Excerpt –
## Begin

Guardrail #1: Edit completion rate

While introducing reference check introduces an extra step in the publishing workflow causing some decrease in edit completion rate, we want to ensure it does not cause significant disruption to contributors.

Methodology: We reviewed the proportion of edits by newcomers, junior contributors, and unregistered users that click the pre-publish button to indicate intent to save (event.action = saveIntent) and successfully publish their edit (event.action = saveSuccess). We limited analysis to only edits that are not reverted within 48 hours.

In addition, we focused on edits that were shown reference check in the test group. We are unable to limit the control group to just eligible edits as that tag is only applied for published edits. Instead, we will compare all edits in Control that reach saveIntent.

We selected all edits that reach saveIntent in the editing workflow (vs the typical init action to mark the beginning of an edit attempt) as the reference check is not shown until the user selects the publish button for the first time. This removes editors that abandoned their edit prior to this point in the workflow and prior to being shown reference check.

Show the code
# load edit completion based on save intent
edit_completion_rate_save_intent <-
  read.csv(
    file = 'Queries/data/edit_completion_rate_saveIntent.csv',  
    header = TRUE,
    sep = ",",
    stringsAsFactors = FALSE
  ) 

Overall

Show the code
edit_completes_eligible <- edit_completion_rate_save_intent %>%
    filter(experience_level <= 100) %>%
    group_by(experiment_group, was_edit_check_shown)  %>%
       summarise(n_edit_attempts = n_distinct(edit_attempt_id),
             n_edits_saved = n_distinct(edit_attempt_id[is_edit_saved == 1 & was_reverted != 1]))  %>%  
     mutate(prop_edits = paste0(round(n_edits_saved/n_edit_attempts * 100, 1), "%")) 

edit_completes_eligible <- edit_completes_eligible[-c(2),] #remove test group rows where reference check was not shown 
Show the code
dodge <- position_dodge(width=0.9)

## End

Items –
## Begin

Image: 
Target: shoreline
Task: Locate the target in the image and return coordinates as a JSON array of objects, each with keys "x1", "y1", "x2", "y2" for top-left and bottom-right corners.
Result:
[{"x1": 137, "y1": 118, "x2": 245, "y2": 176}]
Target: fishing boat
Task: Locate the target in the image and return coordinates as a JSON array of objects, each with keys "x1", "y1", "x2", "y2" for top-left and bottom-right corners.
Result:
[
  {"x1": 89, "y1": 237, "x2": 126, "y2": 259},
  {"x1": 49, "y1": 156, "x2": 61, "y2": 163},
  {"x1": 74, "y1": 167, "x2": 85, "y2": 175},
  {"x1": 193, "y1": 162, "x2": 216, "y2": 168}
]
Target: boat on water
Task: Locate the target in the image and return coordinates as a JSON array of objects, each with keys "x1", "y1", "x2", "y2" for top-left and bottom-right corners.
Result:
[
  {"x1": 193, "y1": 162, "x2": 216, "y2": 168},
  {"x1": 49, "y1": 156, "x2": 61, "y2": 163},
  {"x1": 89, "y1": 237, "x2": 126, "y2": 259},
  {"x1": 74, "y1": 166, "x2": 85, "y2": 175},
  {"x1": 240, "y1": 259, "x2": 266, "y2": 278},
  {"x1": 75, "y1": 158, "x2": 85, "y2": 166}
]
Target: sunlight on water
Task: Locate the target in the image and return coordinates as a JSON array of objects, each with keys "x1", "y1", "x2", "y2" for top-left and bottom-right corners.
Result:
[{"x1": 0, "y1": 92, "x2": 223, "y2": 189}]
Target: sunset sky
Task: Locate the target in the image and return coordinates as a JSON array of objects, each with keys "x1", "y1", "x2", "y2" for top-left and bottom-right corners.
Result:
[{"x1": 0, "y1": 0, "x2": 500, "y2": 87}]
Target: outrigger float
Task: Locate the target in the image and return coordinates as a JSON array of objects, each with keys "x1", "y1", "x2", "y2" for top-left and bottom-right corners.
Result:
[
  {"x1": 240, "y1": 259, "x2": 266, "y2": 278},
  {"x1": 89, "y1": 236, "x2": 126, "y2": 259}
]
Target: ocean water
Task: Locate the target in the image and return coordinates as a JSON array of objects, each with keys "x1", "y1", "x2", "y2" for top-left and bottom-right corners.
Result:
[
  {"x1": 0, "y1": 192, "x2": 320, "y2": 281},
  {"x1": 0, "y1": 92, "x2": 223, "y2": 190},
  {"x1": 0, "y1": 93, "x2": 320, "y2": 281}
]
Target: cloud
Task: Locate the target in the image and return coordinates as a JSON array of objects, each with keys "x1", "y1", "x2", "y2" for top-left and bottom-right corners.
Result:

## End

What you will do –
A: According to the edit completion excerpt, what time limit was used to exclude reverted edits from the analysis?
B: Retype the part of the edit completion excerpt between "Guardrail #1: Edit" and "within 48 hours.", inclusive.
C: Write what comes next in the edit completion excerpt, picking up after its last line.

Expected outputs –
A: Only edits that were not reverted within 48 hours were included.

B:
Guardrail #1: Edit completion rate

While introducing reference check introduces an extra step in the publishing workflow causing some decrease in edit completion rate, we want to ensure it does not cause significant disruption to contributors.

Methodology: We reviewed the proportion of edits by newcomers, junior contributors, and unregistered users that click the pre-publish button to indicate intent to save (event.action = saveIntent) and successfully publish their edit (event.action = saveSuccess). We limited analysis to only edits that are not reverted within 48 hours.

C:
p <- edit_completes_eligible  %>%
    ggplot(aes(x= experiment_group, y = n_edits_saved/n_edit_attempts, fill = experiment_group)) +
    geom_col(position = 'dodge') +
    geom_text(aes(label = paste(prop_edits), fontface=2), vjust=1.2, size = 10, color = "white") +
    scale_y_continuous(labels = scales::percent) +
    scale_x_discrete(labels= c("Control", "Test (Reference check shown)")) +
    labs (y = "Percent of edits completed ",
           x = "Experiment Group",
          title = "Edit completion rate from save intent to publish")  +
    scale_fill_manual(values= c("#999999", "steelblue2"), name = "Test Group")  +
    theme(
        panel.grid.minor = element_blank(),
        panel.background = element_blank(),
        plot.title = element_text(hjust = 0.5),
        text = element_text(size=18),
        legend.position= "none",
        axis.line = element_line(colour = "black")) 
      
p

Figure 15: Edit completion rate decreased slightly. There was a -10% decrease (-6.4pp) decrease in edit completion rate for edits where reference check was shown in the test group compared to edits in the control group that were not shown reference check.

There was a -10% decrease (-6.4pp) decrease in edit completion rate for edits where reference check was shown in the test group compared to edits in the control group that were not shown reference check.

Platform

Show the code
edit_completes_byplatform_editcheck <- edit_completion_rate_save_intent %>%
    filter(experience_level <= 100) %>%
    group_by(platform,  experiment_group, was_edit_check_shown)  %>%
      summarise(n_edit_attempts = n_distinct(edit_attempt_id),
             n_edits_saved = n_distinct(edit_attempt_id[is_edit_saved == 1 & was_reverted != 1]))  %>%  
     mutate(prop_edits = paste0(round(n_edits_saved/n_edit_attempts * 100, 1), "%"))

edit_completes_byplatform_editcheck <- edit_completes_byplatform_editcheck[-c(2, 5),] #remove test group rows where reference check was not shown 

Figure 16: There was a decrease in edit completion rate on both platforms. On mobile, edit completion rate decreased by -24.3% (-13.5pp) while on desktop it decreased by only -3.1% (-2.3pp)

We observed a more significant decrease on mobile compared to desktop. On mobile, edit completion rate decreased by -24.3% (-13.5pp) while on desktop it decreased by only -3.1% (-2.3pp).

Editors from Sub Saharan Africa

Show the code
edit_completes_byssa_editcheck <- edit_completion_rate_save_intent %>%
    filter(experience_level <= 100,
          is_from_ssa == "Sub-Saharan Africa") %>%
    group_by(is_from_ssa, experiment_group, was_edit_check_shown)  %>%
      summarise(n_edit_attempts = n_distinct(edit_attempt_id),
             n_edits_saved = n_distinct(edit_attempt_id[is_edit_saved == 1 & was_reverted != 1]))  %>%  
     mutate(prop_edits = paste0(round(n_edits_saved/n_edit_attempts * 100, 1), "%"))

edit_completes_byssa_editcheck  <- edit_completes_byssa_editcheck[-c(2),] #remove test group rows where reference check was not shown 
Show the code
# Plot edit completion rates for each wiki  
dodge <- position_dodge(width=0.9)
options(repr.plot.width = 15, repr.plot.height = 10)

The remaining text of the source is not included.